**Passage provided:**
The UN Observer Mission in the Congo was established by Security Council Resolution 1258 of August 1999. It is an observer mission and is intended to be a precursor to a peacekeeping mission. Its mandate is as follows:
  • to establish contact and maintain liaison with the Joint Military Commission (JMC) and all parties to the (Lusaka) cease-fire agreement;

  • to assist the JMC and the parties in developing modalities for the implementation of the agreement;

  • to provide technical assistance as requested by the JMC;

  • to provide information to the Secretary-General regarding the situation on the ground and to assist in refining a concept of operations for a possible further role for the UN in the implementation of the agreement once it is signed by all parties; and

  • to secure guarantees of co-operation and assurances of security from the parties for the possible deployment of Military Observers.

MANDATE VERSUS MEANS IN UNAVEM III

As already alluded to, the resources made available to a mission are determined by the mandate. However, the quantity, quality and mix of the resources that are provided, are not always commensurate with the tasks outlined in the mandate. When talking about means or resources, the adequacy of the mandate itself should therefore be examined.

A clear and concise mandate creates an enabling environment for the conduct of all activities pertaining to a particular mission. An ambiguous mandate creates confusion and leads to arguments between UN personnel and the belligerents. Many times during the UNAVEM mission, UN personnel have been told by one or both of the belligerents that they are overstepping their mandate. This usually occurs when the belligerents find weaknesses in the mandate, although at times, this also happens where there is a belief that not all UN personnel fully understand their mandate and can therefore be ‘threatened’ to desist from undertaking some of their mandated tasks, which a belligerent party may consider to be interfering with its activities.

While the UNAVEM III mandate was clear and concise, the belligerents chose to argue with UN personnel over the question of overstepping their mandate. As an example, the government prevented UN personnel from entering the harbour area in Luanda on a number of occasions, while UNITA checkpoints either denied or delayed UN patrols along certain roads, or prevented UN personnel from verifying certain items delivered by plane, claiming that they were non-lethal and were therefore not subject to verification.

With regard to personnel and equipment, these certainly did not match the mandated tasks. For example, the peacekeeping personnel requirement submitted to the UN Department of Peacekeeping Operations (DPKO) before the commencement of the mission was for some 15 000 soldiers, but the Security Council authorised only 7 000. Motor vehicles for police and military observers and other supporting staff were also generally inadequate and, except for a few that were purchased during the life of the mission, were old and had been shipped to Angola from other UN missions that had closed down in places such as Somalia and Cambodia.

According to the mission standing operating procedures, each observer team site was supposed to operate with three vehicles, and each patrol was to consist of two vehicles, while one remained to execute administrative duties at the team site. There were very few occasions when this was achieved. This inadequacy meant that observers were at times unable to accomplish their tasks, or did so in violation of the standing operating procedures.

(Pointing and labeling rows)

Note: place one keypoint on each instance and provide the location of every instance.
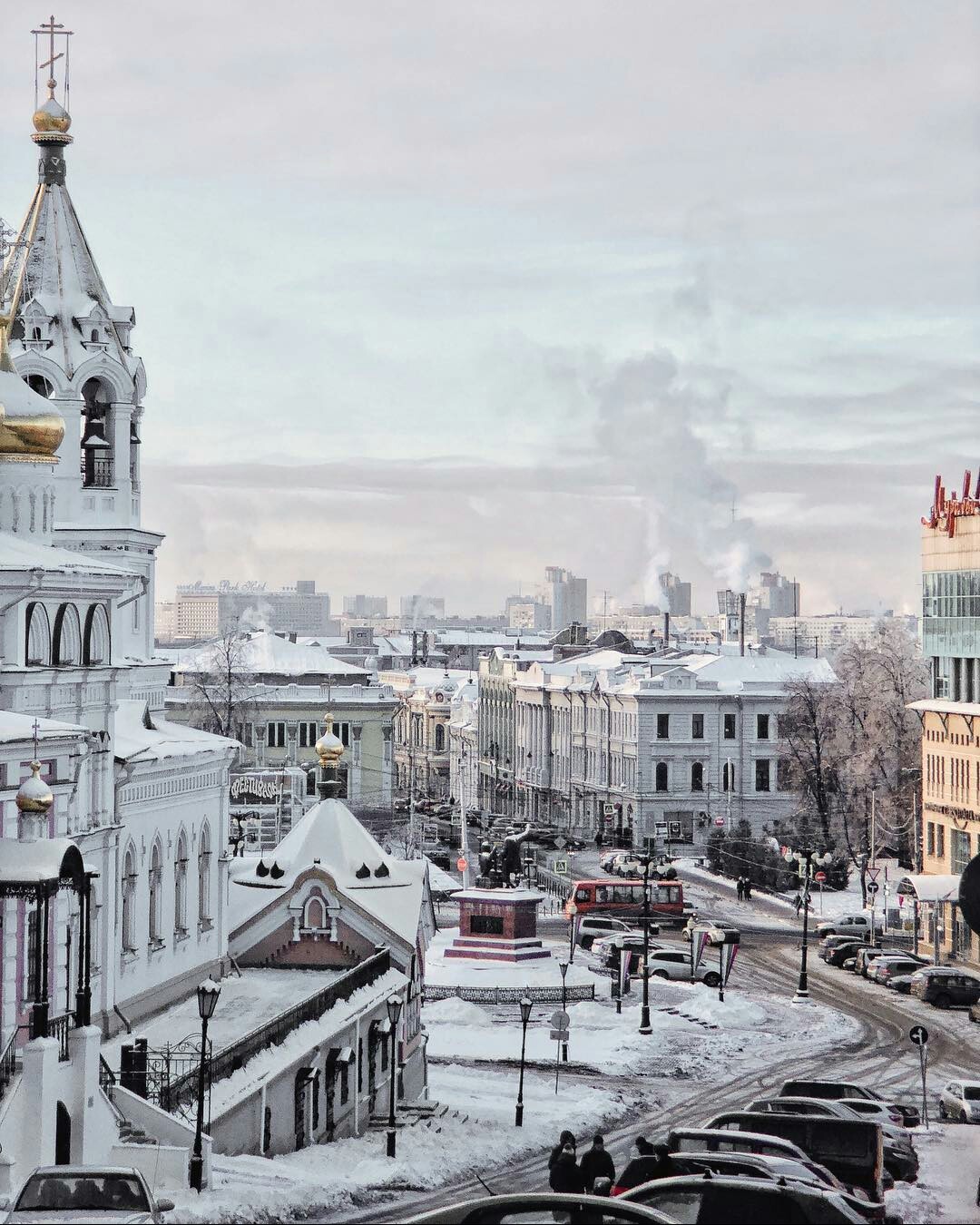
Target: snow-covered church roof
(331, 838)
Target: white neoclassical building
(113, 870)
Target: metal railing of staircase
(7, 1063)
(273, 1032)
(59, 1026)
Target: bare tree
(854, 748)
(222, 688)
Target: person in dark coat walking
(565, 1138)
(652, 1161)
(597, 1164)
(566, 1178)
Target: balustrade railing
(59, 1026)
(7, 1063)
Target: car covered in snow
(86, 1193)
(961, 1100)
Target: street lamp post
(395, 1010)
(564, 968)
(644, 1012)
(207, 1000)
(805, 860)
(518, 1115)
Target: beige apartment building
(949, 828)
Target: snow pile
(353, 1172)
(456, 1012)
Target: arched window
(315, 914)
(129, 899)
(67, 637)
(39, 384)
(95, 643)
(156, 881)
(38, 639)
(203, 876)
(181, 886)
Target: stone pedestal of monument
(497, 925)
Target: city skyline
(636, 309)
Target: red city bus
(626, 898)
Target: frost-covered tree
(854, 748)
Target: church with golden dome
(113, 819)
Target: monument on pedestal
(499, 919)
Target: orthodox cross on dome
(53, 30)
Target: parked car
(961, 1100)
(850, 925)
(945, 986)
(868, 953)
(708, 923)
(902, 984)
(893, 965)
(900, 1159)
(769, 1169)
(840, 1091)
(86, 1192)
(721, 1198)
(592, 927)
(839, 952)
(665, 963)
(542, 1207)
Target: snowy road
(879, 1055)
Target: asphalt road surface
(879, 1055)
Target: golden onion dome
(34, 794)
(52, 116)
(329, 749)
(31, 427)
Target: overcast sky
(434, 294)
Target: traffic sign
(919, 1035)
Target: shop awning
(928, 887)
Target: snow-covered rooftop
(329, 837)
(17, 553)
(144, 737)
(267, 654)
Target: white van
(858, 925)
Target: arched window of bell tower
(97, 435)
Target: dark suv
(945, 986)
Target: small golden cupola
(31, 427)
(329, 749)
(34, 802)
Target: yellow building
(949, 833)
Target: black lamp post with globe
(207, 1001)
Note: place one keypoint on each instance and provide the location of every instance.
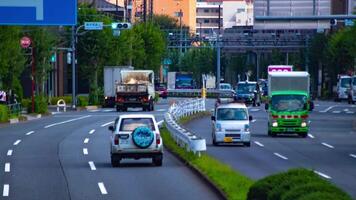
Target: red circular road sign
(25, 42)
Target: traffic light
(121, 25)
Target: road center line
(259, 144)
(67, 121)
(107, 124)
(17, 142)
(92, 166)
(7, 167)
(102, 188)
(328, 145)
(5, 191)
(9, 152)
(279, 155)
(322, 174)
(29, 133)
(85, 151)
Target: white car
(136, 136)
(231, 124)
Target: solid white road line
(326, 110)
(9, 152)
(102, 188)
(92, 166)
(67, 121)
(17, 142)
(322, 174)
(85, 151)
(7, 167)
(353, 155)
(29, 133)
(259, 144)
(328, 145)
(107, 124)
(279, 155)
(5, 191)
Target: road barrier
(183, 137)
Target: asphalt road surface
(66, 156)
(329, 149)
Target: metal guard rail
(181, 136)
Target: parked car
(231, 123)
(248, 92)
(161, 89)
(136, 136)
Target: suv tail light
(158, 139)
(116, 139)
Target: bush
(280, 186)
(67, 99)
(83, 101)
(41, 106)
(4, 113)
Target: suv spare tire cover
(142, 137)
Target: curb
(200, 174)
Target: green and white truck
(289, 103)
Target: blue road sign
(38, 12)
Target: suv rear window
(131, 124)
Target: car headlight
(218, 127)
(275, 124)
(304, 124)
(247, 127)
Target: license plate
(227, 139)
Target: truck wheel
(115, 161)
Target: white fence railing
(183, 137)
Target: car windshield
(131, 124)
(288, 102)
(225, 114)
(246, 88)
(345, 82)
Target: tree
(11, 59)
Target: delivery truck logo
(37, 4)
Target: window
(130, 124)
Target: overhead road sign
(90, 26)
(38, 12)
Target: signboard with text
(38, 12)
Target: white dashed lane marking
(5, 191)
(102, 188)
(279, 155)
(17, 142)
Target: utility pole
(218, 64)
(74, 40)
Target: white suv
(136, 136)
(231, 124)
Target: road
(329, 149)
(66, 156)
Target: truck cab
(289, 103)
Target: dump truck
(136, 89)
(289, 103)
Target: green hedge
(67, 99)
(4, 113)
(83, 101)
(293, 184)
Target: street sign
(25, 42)
(349, 22)
(90, 26)
(38, 12)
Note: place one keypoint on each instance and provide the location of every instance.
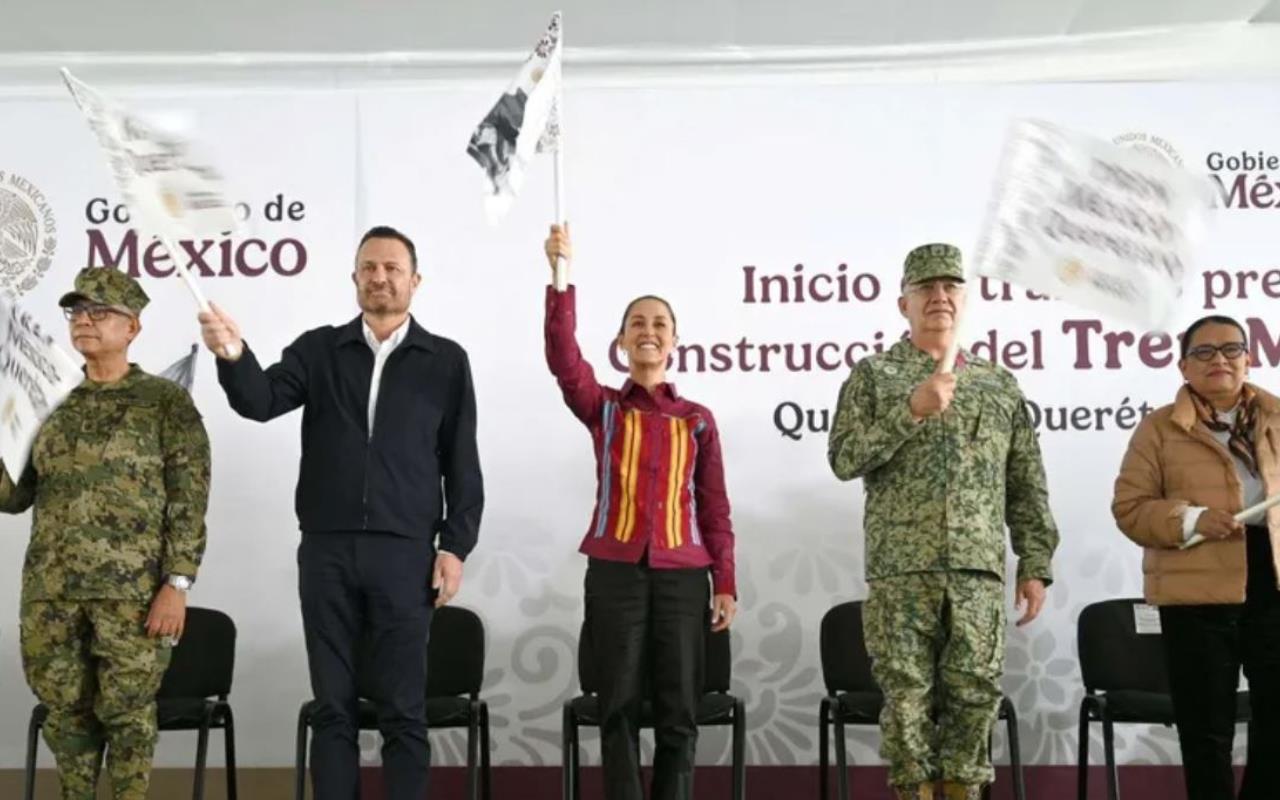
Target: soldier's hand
(933, 394)
(220, 333)
(168, 615)
(446, 576)
(558, 246)
(1031, 593)
(1214, 524)
(723, 609)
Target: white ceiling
(264, 44)
(435, 26)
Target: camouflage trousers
(937, 647)
(94, 666)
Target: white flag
(170, 191)
(183, 370)
(36, 376)
(524, 122)
(1084, 220)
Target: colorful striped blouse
(661, 479)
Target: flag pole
(947, 364)
(229, 352)
(561, 274)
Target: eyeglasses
(949, 287)
(95, 311)
(1206, 352)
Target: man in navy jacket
(389, 462)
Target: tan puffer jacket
(1173, 462)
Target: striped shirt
(661, 478)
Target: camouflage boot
(960, 791)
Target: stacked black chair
(455, 671)
(716, 708)
(1125, 680)
(193, 695)
(853, 698)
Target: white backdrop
(672, 188)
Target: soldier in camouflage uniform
(947, 461)
(119, 481)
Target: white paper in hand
(1104, 227)
(1146, 618)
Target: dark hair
(643, 297)
(387, 232)
(1214, 319)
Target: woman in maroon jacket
(661, 525)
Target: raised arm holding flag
(172, 193)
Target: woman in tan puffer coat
(1191, 466)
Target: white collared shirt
(382, 351)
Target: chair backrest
(202, 663)
(455, 656)
(717, 667)
(845, 663)
(1114, 656)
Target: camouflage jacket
(119, 481)
(940, 492)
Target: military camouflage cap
(106, 286)
(929, 261)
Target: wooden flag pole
(229, 352)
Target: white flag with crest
(36, 376)
(170, 190)
(1107, 228)
(524, 122)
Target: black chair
(192, 695)
(1125, 680)
(455, 671)
(853, 698)
(716, 708)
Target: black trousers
(366, 609)
(648, 631)
(1205, 647)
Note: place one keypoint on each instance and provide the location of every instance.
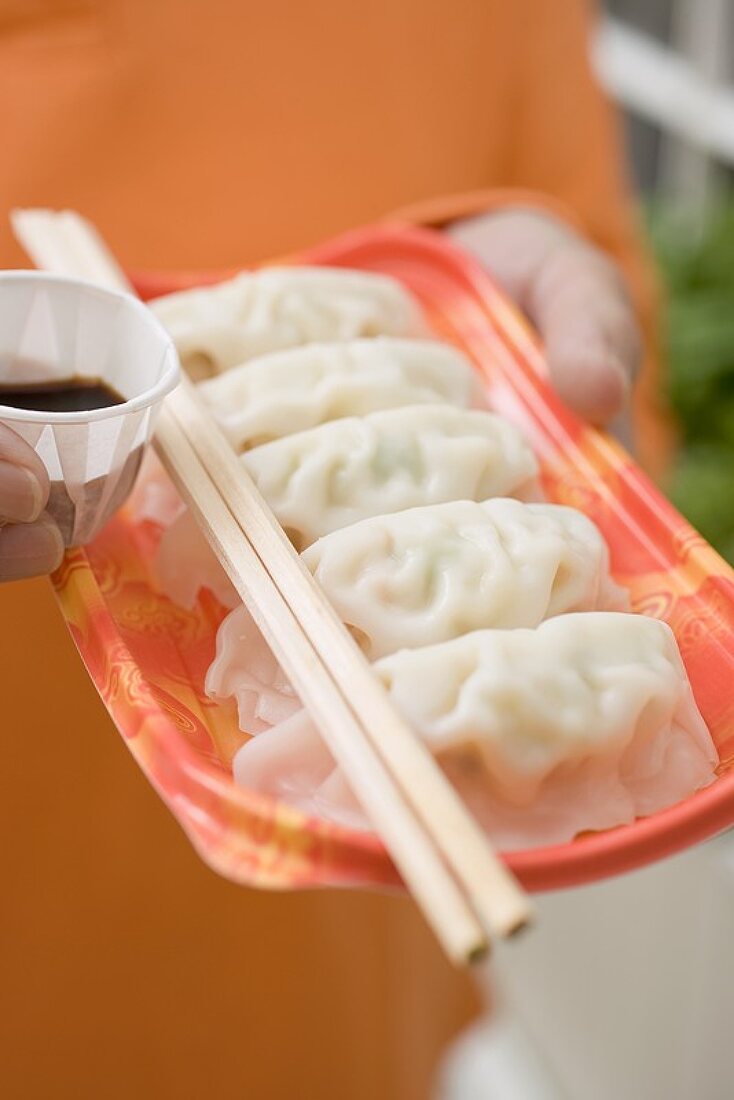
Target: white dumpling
(324, 479)
(219, 327)
(433, 573)
(577, 688)
(583, 723)
(291, 391)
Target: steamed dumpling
(324, 479)
(583, 723)
(579, 688)
(287, 392)
(429, 574)
(219, 327)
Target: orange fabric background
(199, 134)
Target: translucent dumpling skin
(433, 573)
(583, 723)
(288, 392)
(325, 479)
(578, 688)
(216, 328)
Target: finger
(584, 317)
(23, 480)
(30, 549)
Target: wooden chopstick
(496, 898)
(490, 886)
(427, 878)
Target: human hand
(576, 297)
(30, 541)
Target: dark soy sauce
(68, 395)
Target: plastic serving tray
(148, 657)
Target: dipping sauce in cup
(83, 373)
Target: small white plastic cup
(54, 328)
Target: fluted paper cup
(54, 328)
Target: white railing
(681, 88)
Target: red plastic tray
(148, 657)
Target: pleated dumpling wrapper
(291, 391)
(583, 723)
(218, 327)
(324, 479)
(427, 575)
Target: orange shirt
(199, 134)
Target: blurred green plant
(697, 265)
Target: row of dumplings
(490, 615)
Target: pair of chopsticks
(446, 860)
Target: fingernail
(30, 549)
(21, 496)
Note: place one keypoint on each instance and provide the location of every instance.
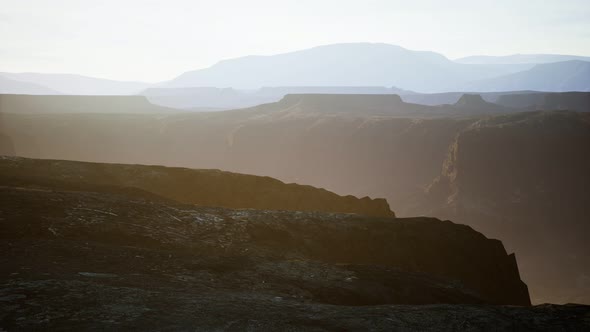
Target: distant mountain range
(70, 84)
(564, 76)
(519, 59)
(359, 65)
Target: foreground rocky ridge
(92, 259)
(201, 187)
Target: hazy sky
(153, 40)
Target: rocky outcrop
(341, 259)
(524, 178)
(201, 187)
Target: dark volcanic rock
(524, 178)
(101, 258)
(93, 261)
(202, 187)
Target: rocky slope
(201, 187)
(95, 258)
(347, 144)
(524, 178)
(335, 146)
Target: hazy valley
(354, 186)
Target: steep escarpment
(346, 152)
(524, 178)
(202, 187)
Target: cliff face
(202, 187)
(6, 146)
(524, 178)
(340, 149)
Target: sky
(154, 40)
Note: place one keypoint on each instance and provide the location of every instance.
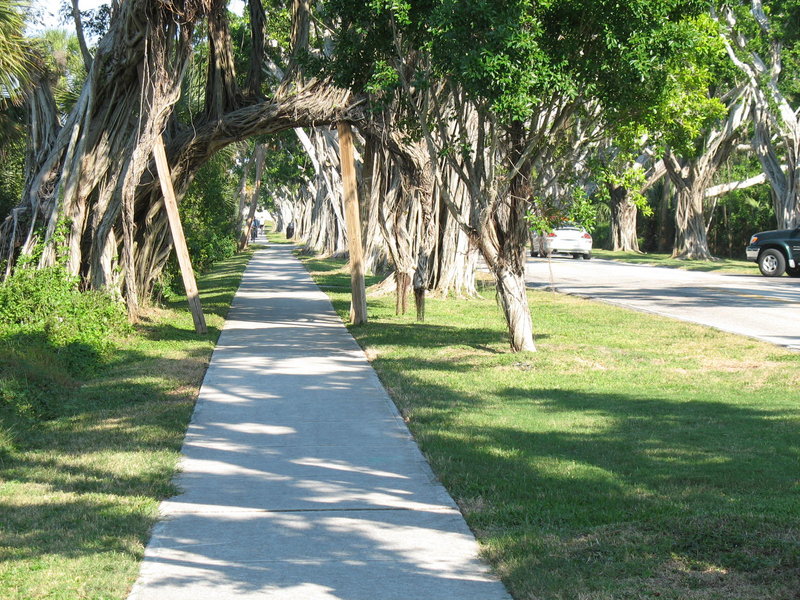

**Problem:**
From the UN mission mandates text, copy out the passage starting with "While the UNAVEM" and going on through "subject to verification.". These rows have no connection to the UN mission mandates text.

**Completed task:**
While the UNAVEM III mandate was clear and concise, the belligerents chose to argue with UN personnel over the question of overstepping their mandate. As an example, the government prevented UN personnel from entering the harbour area in Luanda on a number of occasions, while UNITA checkpoints either denied or delayed UN patrols along certain roads, or prevented UN personnel from verifying certain items delivered by plane, claiming that they were non-lethal and were therefore not subject to verification.